**Task details**
Please output only the lines that begin at the line with "# provide pixel" and run through the end of the entries below, exactly as written. Drop all pictures.
═════ Source data ═════
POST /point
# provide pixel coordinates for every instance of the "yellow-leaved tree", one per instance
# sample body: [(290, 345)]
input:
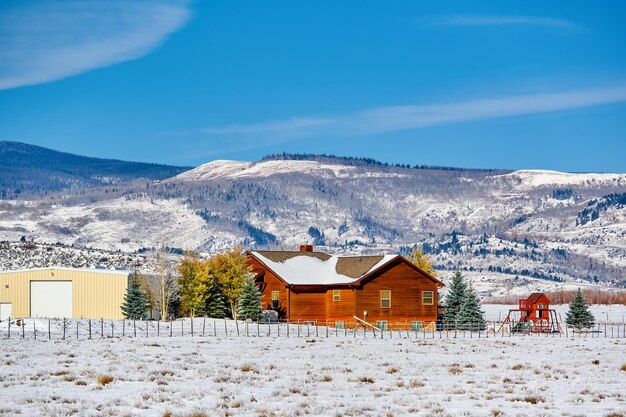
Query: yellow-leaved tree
[(422, 260), (231, 270), (193, 283)]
═════
**Task output**
# provide pixel coordinates for every instance of the "yellow-leaved tree", one per instance
# sample body: [(290, 345)]
input:
Query: yellow-leaved tree
[(422, 260), (231, 270), (193, 283)]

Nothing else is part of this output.